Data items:
--- START ---
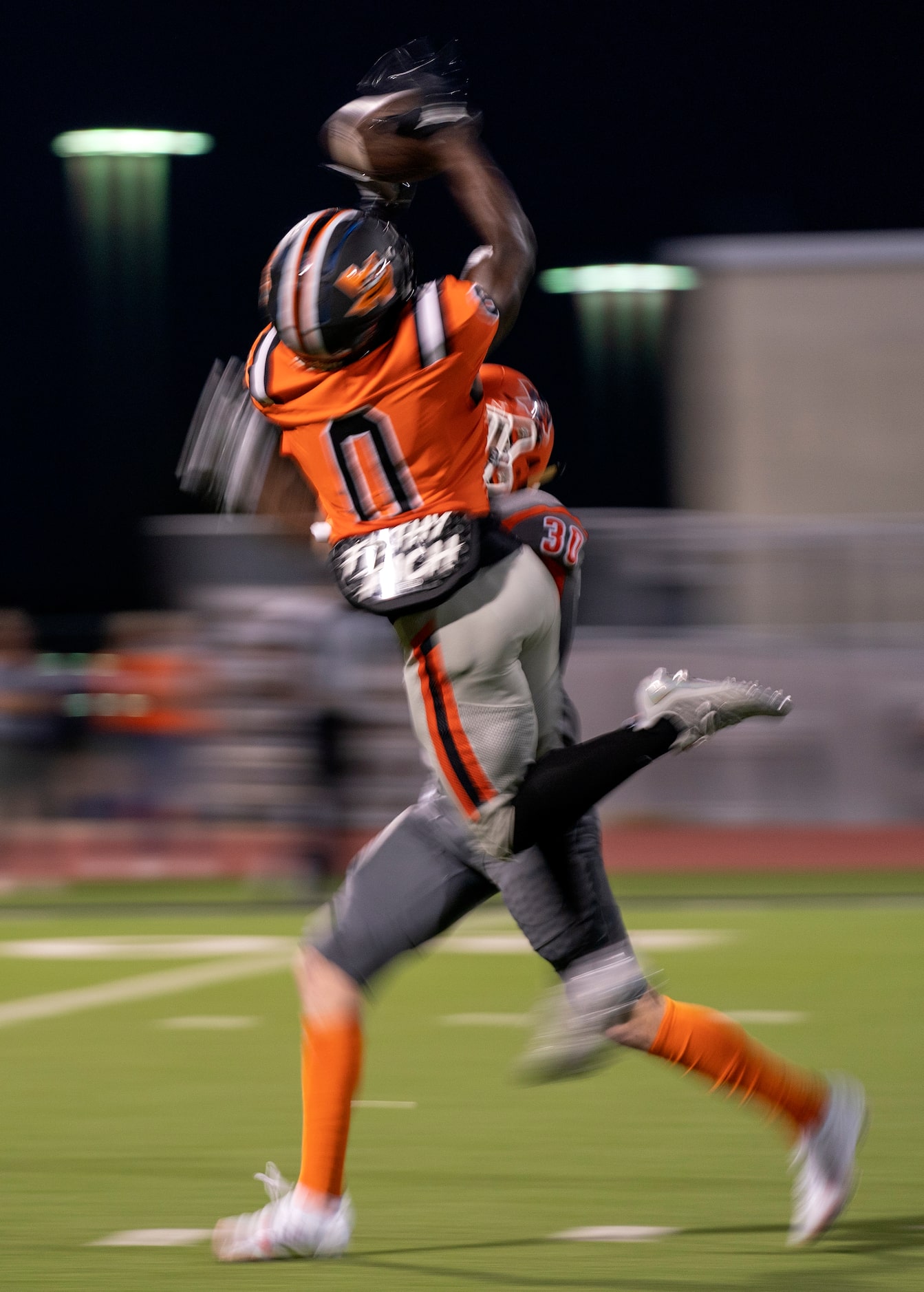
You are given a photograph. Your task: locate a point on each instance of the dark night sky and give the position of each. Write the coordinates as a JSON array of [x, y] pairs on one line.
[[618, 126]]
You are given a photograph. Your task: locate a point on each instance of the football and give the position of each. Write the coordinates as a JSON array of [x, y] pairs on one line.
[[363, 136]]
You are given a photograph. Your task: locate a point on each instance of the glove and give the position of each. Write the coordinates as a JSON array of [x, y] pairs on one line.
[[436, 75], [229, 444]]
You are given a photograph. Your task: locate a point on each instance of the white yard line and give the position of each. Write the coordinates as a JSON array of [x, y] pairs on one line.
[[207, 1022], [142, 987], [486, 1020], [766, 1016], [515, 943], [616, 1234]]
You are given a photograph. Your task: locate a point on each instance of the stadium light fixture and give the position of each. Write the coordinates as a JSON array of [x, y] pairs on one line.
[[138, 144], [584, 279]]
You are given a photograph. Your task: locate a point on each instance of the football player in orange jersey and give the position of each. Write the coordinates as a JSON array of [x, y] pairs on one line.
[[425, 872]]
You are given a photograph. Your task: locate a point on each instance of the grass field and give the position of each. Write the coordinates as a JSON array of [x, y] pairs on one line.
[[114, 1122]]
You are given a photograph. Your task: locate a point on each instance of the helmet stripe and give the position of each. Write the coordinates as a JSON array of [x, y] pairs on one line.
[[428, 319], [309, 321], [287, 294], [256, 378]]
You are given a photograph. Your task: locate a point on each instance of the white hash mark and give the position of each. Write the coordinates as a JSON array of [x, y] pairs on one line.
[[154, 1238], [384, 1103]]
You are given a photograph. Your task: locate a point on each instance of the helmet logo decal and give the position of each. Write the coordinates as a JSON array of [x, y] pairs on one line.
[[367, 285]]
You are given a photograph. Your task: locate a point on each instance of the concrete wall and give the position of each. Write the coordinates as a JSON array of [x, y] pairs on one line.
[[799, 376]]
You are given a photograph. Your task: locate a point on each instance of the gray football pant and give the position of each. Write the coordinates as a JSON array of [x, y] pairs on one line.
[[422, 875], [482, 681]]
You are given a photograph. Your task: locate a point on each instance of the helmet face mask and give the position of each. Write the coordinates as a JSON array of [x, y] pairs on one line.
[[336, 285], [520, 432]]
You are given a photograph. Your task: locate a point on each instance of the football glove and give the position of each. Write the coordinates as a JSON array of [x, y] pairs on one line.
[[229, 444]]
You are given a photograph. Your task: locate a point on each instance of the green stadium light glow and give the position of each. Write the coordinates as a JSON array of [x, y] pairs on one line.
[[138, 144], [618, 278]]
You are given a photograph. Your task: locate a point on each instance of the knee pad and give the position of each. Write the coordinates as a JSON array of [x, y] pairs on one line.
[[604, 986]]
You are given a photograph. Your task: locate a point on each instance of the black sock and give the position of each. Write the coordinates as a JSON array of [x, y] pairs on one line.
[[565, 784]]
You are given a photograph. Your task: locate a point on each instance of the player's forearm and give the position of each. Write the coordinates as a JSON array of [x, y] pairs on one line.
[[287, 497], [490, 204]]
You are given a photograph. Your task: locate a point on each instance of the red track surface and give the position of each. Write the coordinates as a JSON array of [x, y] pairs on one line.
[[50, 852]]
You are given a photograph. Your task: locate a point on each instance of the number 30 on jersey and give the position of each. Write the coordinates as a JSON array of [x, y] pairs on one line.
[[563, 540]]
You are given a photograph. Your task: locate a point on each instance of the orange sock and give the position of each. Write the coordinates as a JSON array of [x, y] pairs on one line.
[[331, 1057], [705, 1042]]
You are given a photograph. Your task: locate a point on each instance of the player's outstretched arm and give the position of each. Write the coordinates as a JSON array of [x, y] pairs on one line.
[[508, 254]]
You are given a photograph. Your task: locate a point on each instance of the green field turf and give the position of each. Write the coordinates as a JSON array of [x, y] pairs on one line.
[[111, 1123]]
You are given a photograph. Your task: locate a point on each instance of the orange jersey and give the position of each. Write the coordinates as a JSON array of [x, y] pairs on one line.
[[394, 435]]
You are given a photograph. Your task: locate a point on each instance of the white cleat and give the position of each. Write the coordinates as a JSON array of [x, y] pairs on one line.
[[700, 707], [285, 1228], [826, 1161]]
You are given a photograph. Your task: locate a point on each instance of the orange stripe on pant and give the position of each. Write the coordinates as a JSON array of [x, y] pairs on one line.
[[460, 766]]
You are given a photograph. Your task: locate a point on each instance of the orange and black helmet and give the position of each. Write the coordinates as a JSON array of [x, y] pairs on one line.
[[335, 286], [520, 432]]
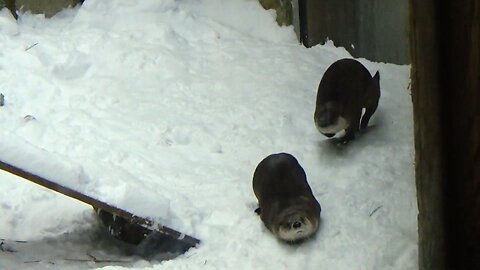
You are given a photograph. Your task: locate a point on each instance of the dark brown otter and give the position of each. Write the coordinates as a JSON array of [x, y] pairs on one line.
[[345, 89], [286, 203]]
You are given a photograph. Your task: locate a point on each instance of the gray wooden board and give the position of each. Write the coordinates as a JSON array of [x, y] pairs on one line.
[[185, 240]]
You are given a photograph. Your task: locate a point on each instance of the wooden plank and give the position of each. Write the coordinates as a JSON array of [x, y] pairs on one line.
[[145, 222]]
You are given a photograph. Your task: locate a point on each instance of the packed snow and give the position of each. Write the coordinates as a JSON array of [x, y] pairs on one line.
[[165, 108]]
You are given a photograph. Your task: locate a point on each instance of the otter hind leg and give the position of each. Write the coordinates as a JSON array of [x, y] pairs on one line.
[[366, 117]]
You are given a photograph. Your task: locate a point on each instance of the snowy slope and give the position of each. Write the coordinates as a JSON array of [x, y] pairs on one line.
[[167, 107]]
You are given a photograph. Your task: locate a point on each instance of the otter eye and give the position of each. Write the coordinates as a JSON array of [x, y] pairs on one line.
--- END ---
--- START ---
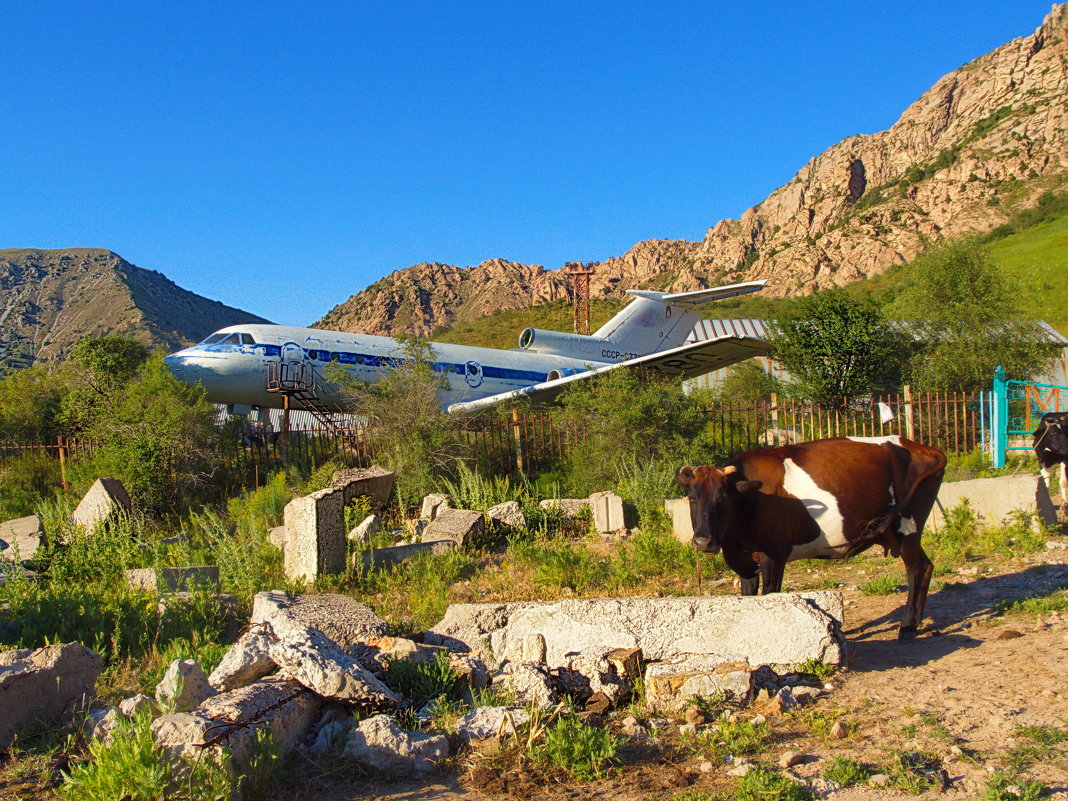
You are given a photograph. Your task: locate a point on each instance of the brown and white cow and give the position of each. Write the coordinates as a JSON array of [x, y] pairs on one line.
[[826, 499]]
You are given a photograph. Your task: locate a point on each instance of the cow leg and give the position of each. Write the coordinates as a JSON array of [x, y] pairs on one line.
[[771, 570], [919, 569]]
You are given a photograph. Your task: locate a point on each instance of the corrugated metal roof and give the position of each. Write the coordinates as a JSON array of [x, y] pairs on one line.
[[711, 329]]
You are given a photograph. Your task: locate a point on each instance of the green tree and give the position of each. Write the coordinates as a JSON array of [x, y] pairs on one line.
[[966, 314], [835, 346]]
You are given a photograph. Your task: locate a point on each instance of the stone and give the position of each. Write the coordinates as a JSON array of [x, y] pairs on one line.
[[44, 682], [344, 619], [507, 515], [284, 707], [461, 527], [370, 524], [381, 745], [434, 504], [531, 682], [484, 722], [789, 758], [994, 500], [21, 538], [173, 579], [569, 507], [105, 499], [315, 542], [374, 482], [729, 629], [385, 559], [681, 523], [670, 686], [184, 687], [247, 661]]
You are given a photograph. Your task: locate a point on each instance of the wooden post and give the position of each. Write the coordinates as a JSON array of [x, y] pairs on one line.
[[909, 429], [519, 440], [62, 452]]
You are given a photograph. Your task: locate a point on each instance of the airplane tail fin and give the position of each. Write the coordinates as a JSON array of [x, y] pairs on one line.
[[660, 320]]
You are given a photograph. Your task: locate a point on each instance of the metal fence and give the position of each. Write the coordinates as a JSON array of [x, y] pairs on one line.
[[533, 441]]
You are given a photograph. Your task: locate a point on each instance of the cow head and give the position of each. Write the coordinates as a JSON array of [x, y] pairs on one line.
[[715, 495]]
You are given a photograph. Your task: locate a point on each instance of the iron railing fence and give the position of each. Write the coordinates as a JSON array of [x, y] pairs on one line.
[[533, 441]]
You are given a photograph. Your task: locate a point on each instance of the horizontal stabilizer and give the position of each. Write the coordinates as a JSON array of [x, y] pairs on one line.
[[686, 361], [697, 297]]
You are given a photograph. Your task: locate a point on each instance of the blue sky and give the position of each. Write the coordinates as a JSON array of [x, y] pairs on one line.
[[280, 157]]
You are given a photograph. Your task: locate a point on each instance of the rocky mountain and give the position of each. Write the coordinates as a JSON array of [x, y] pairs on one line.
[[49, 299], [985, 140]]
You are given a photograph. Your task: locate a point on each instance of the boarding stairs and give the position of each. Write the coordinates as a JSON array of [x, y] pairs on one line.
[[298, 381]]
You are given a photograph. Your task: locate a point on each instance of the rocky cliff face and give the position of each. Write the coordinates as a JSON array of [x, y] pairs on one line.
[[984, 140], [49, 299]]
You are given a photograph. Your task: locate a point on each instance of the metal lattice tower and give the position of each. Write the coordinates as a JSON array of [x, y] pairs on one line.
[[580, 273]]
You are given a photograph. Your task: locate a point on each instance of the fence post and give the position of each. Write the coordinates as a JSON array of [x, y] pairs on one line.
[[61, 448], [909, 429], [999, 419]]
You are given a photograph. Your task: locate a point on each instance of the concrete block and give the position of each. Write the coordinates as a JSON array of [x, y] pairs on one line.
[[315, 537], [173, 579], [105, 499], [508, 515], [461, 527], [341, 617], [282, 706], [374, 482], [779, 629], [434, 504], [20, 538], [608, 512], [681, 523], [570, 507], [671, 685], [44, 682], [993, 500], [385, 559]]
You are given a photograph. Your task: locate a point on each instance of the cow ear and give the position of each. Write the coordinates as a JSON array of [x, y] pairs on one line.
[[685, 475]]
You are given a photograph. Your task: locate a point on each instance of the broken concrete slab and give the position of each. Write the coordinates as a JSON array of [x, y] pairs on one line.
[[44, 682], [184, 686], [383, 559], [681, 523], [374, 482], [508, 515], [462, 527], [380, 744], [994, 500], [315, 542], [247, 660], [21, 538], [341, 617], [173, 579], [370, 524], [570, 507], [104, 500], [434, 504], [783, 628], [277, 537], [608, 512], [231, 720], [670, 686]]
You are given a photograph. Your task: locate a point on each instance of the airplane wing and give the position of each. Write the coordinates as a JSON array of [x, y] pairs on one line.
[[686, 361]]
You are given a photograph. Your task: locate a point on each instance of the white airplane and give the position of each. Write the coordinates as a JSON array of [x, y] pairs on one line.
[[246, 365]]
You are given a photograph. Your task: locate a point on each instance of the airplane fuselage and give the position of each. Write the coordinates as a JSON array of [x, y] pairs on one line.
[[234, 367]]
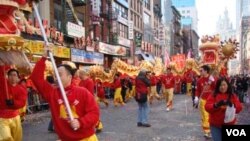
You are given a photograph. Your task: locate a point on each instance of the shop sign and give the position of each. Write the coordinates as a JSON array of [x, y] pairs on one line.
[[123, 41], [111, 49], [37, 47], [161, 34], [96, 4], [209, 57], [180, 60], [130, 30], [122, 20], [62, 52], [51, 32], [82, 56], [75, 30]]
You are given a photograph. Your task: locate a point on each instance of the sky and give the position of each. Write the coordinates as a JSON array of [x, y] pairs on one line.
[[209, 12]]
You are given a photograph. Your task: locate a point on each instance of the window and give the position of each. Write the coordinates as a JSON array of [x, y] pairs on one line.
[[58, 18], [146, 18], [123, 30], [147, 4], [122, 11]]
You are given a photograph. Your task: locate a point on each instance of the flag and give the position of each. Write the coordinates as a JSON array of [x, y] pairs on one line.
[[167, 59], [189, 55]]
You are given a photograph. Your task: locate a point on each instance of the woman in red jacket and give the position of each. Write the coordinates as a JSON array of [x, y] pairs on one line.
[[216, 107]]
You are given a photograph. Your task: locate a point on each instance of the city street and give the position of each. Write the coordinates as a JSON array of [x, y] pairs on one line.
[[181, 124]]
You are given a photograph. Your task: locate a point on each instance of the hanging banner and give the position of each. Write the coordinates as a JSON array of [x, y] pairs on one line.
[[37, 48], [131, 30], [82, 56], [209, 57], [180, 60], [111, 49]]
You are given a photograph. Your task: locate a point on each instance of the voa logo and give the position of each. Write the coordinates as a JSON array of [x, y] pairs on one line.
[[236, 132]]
--- END ---
--- START ---
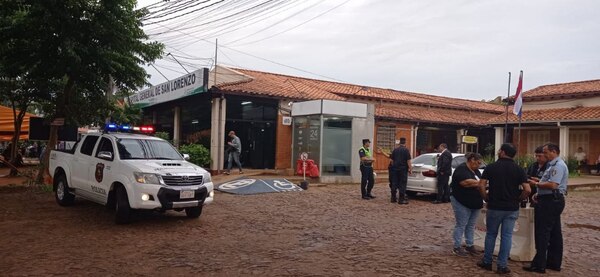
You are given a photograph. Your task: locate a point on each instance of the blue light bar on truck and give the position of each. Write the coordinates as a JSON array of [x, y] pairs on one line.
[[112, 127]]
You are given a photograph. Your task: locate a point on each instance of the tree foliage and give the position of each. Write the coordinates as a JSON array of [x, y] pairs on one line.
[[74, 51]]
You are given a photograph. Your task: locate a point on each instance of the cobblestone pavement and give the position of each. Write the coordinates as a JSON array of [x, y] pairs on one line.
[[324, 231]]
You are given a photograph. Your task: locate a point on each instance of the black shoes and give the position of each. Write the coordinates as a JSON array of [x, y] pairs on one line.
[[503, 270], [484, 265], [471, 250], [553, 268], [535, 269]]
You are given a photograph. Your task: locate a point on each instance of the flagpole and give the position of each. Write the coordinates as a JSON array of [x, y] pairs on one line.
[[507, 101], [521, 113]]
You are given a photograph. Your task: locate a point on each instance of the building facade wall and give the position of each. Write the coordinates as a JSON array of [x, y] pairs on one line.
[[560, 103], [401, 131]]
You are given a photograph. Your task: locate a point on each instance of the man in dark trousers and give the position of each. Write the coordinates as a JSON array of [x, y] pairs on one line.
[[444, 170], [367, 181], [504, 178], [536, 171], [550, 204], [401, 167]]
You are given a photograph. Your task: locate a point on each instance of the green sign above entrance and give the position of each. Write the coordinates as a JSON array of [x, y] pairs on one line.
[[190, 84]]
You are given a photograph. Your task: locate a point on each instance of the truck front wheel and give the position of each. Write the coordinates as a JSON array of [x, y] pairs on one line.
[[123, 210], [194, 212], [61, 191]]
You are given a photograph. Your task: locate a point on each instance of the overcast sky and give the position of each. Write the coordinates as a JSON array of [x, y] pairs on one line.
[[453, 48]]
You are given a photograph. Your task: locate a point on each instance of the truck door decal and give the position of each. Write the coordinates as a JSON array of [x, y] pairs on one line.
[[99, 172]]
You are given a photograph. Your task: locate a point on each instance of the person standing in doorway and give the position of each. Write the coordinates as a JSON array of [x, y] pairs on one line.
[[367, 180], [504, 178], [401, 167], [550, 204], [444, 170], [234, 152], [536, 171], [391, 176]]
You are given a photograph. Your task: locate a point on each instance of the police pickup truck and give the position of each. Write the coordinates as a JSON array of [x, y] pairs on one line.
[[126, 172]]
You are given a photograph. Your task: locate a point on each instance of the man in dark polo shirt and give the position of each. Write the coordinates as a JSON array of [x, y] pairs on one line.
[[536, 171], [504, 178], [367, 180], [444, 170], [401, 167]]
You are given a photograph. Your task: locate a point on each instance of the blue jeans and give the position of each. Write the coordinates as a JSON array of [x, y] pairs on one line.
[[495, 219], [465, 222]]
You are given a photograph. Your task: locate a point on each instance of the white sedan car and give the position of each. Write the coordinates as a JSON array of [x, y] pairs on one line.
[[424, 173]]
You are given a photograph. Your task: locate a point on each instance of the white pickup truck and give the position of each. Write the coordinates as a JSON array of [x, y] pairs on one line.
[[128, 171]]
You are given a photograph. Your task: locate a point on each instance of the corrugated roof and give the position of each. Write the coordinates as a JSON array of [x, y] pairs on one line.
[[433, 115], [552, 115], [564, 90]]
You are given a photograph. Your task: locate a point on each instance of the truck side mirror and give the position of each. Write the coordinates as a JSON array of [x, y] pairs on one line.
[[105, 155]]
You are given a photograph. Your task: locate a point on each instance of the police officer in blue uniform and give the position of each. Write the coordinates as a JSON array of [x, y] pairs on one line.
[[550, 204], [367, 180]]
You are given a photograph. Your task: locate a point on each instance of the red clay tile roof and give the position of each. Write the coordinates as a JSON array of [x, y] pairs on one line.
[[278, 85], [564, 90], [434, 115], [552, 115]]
--- END ---
▸ **Problem description**: Using the data above, print exactly the lines from the line that contains "the gray wooden" through the line that contains "the otter eye", with both included.

▸ **Response to this task**:
You are given a photograph. Your task: locate a point on each instance of the gray wooden board and give the position of each. Write the coordinates as a JSON array of [x, y] pairs on one line.
[[185, 240]]
You are given a photograph. Your task: locate a point on each instance of the wooden plank and give the position of each. Write the coordinates as a JSON array of [x, y] pairs on one line.
[[145, 222]]
You are given a photograph. Your task: locate a point on each instance of the packed snow and give the position of each. Write the coordinates as a JSON array of [x, y] pairs on one line.
[[165, 108]]
You are given a photograph. Your task: locate a point on each instance of the otter hind leg and give the position of each. Write the coordinates as a JSON array of [x, y] pairs on one line.
[[366, 117]]
You are given a photograph. Your task: locate a point on each instance of the snowy slope and give the position of each. Write the coordinates as a JSON array of [x, y] pairs on one line.
[[167, 107]]
You are given a photograph. Your task: locate a point on each instance of the otter eye and give the position of each. Write the coordinates as a JSON array of [x, y] pairs on one line.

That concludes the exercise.